_Supplied entries:_
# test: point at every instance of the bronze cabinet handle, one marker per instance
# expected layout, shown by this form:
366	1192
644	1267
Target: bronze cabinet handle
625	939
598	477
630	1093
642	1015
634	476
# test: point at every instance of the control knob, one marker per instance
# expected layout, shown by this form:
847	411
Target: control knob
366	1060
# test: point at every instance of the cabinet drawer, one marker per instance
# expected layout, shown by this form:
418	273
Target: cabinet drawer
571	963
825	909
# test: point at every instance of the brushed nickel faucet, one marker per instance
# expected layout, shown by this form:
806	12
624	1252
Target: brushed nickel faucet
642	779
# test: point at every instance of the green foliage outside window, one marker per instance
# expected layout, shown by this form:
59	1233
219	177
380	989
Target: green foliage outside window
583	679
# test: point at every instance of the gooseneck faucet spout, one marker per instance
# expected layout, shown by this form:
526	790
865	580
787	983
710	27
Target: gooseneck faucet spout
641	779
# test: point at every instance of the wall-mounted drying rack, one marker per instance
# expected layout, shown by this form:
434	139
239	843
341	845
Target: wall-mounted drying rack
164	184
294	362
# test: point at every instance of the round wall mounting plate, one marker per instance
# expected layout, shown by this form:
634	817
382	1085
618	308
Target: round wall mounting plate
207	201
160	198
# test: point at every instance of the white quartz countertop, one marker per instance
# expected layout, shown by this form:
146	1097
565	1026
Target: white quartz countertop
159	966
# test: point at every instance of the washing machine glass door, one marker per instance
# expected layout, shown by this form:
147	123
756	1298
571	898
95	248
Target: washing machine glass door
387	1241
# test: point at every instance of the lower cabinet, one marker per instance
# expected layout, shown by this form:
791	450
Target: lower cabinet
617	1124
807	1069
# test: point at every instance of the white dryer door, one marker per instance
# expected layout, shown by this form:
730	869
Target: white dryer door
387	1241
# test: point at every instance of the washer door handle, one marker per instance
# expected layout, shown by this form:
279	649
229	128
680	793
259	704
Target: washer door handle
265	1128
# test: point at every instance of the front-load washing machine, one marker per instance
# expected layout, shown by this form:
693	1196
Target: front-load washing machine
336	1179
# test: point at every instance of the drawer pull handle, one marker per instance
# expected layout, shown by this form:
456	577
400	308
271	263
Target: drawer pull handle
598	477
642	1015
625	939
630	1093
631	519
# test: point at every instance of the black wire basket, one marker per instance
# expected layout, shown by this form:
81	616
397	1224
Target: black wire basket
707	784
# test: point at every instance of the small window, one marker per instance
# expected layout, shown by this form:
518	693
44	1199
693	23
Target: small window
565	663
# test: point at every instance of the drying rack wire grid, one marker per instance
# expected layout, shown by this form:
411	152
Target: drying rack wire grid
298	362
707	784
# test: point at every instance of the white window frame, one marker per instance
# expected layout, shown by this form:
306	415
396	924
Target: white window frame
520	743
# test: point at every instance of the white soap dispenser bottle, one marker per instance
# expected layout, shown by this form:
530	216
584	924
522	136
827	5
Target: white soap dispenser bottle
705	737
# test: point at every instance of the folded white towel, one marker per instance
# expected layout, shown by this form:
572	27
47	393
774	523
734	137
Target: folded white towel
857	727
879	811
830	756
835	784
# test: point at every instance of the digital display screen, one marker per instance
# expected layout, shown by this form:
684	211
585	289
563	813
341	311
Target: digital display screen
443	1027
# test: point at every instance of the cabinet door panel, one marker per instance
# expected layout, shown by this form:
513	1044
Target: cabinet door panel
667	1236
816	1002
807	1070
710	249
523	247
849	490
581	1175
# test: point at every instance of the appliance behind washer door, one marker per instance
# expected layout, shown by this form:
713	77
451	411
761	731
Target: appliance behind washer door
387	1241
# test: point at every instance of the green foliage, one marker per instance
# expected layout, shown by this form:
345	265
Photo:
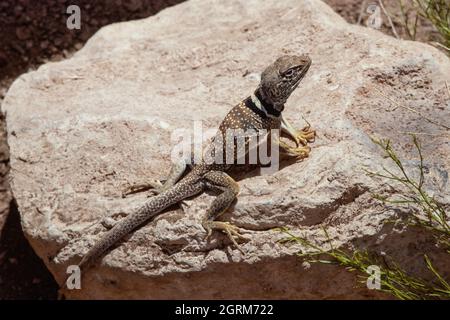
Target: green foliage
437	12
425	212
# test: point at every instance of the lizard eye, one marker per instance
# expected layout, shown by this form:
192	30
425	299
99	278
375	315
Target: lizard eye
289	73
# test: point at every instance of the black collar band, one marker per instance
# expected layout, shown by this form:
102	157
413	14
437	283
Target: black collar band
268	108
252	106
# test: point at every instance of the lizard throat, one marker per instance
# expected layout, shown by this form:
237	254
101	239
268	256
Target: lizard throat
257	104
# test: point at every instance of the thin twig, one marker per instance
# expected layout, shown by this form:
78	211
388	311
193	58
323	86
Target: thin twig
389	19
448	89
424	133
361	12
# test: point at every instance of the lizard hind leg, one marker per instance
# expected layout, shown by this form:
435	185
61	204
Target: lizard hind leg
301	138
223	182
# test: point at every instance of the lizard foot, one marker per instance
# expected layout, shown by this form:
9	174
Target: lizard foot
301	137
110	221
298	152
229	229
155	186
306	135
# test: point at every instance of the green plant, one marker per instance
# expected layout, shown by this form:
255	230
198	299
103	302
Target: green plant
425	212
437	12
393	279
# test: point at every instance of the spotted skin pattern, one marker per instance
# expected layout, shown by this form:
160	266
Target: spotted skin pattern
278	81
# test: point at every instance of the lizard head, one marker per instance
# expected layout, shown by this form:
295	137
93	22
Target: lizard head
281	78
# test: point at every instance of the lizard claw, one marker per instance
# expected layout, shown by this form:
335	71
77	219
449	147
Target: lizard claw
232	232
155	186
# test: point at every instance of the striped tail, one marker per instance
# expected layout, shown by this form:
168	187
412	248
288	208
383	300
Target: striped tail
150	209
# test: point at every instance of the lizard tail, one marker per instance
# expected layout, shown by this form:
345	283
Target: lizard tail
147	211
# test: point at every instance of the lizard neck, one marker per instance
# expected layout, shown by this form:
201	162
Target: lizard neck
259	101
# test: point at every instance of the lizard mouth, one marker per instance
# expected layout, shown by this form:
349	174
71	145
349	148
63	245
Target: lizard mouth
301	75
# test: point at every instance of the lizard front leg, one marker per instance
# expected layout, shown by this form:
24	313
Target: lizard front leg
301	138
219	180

--

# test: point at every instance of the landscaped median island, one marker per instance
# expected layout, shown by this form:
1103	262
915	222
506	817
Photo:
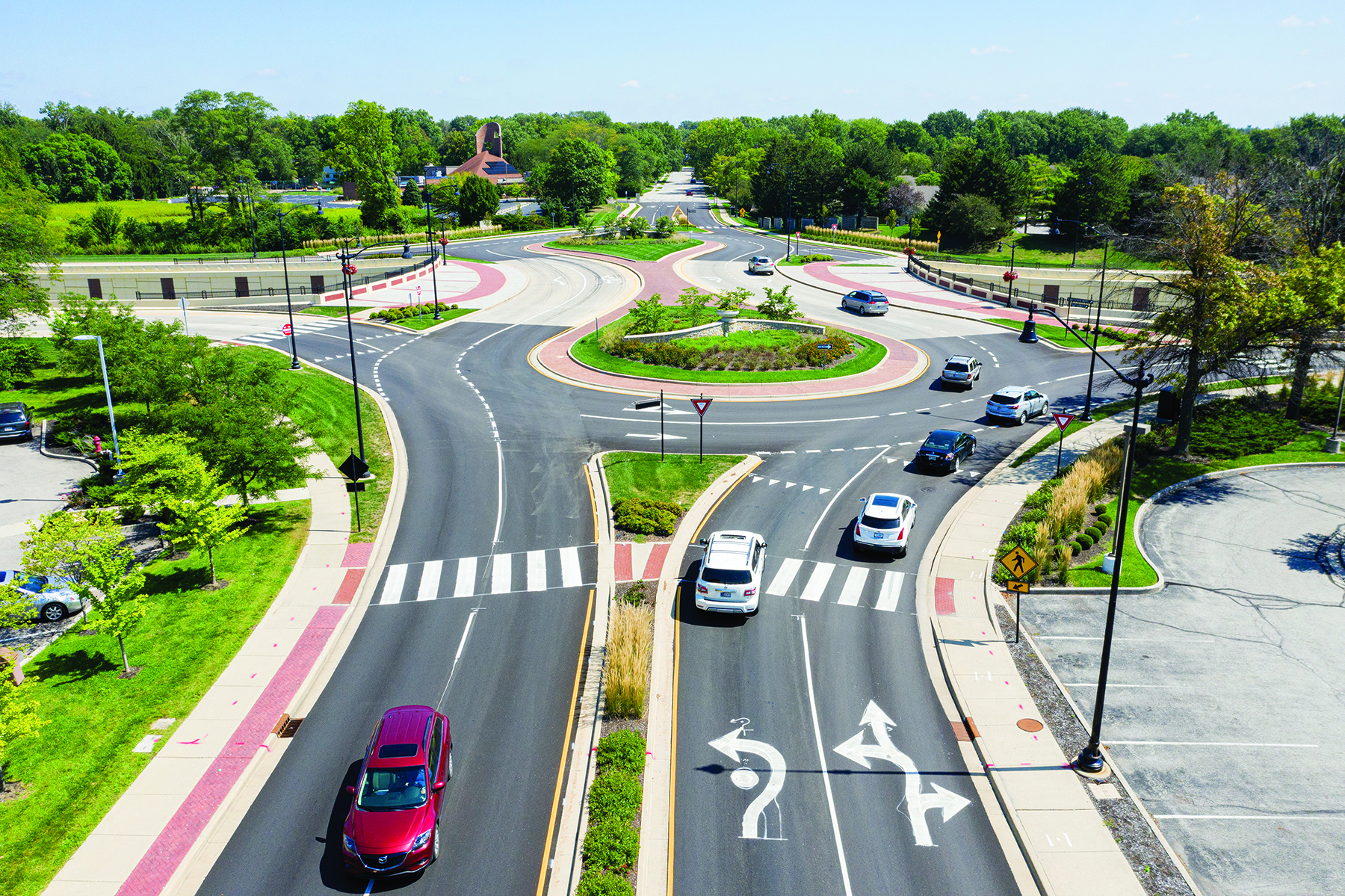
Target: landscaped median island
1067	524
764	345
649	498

---

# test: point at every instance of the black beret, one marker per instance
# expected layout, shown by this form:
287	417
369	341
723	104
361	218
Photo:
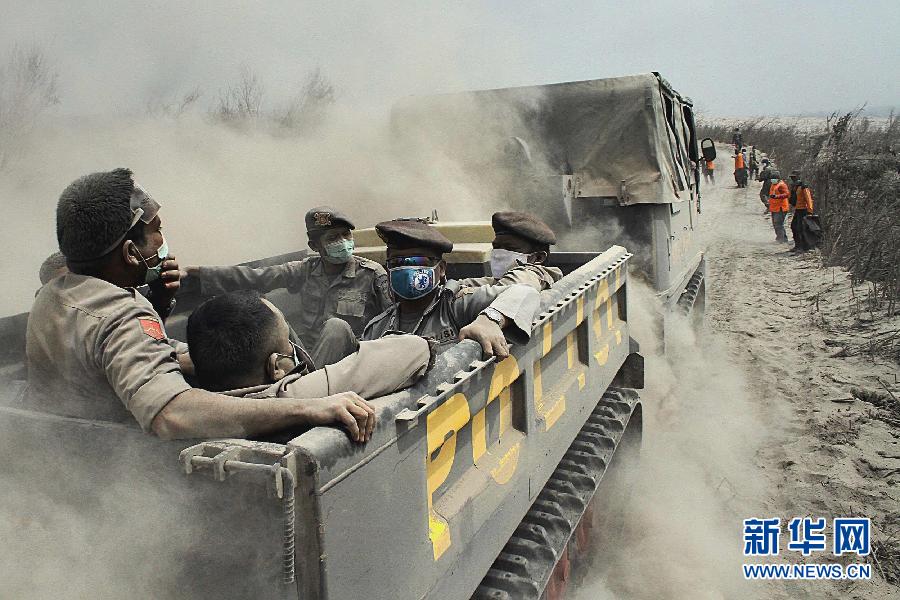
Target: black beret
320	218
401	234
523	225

_Short problem:_
Pull out every line above that contains the string "control", matching case exactly.

_Task answer:_
# test: point at every instance of the control knob, one marker per instance
Target: control knob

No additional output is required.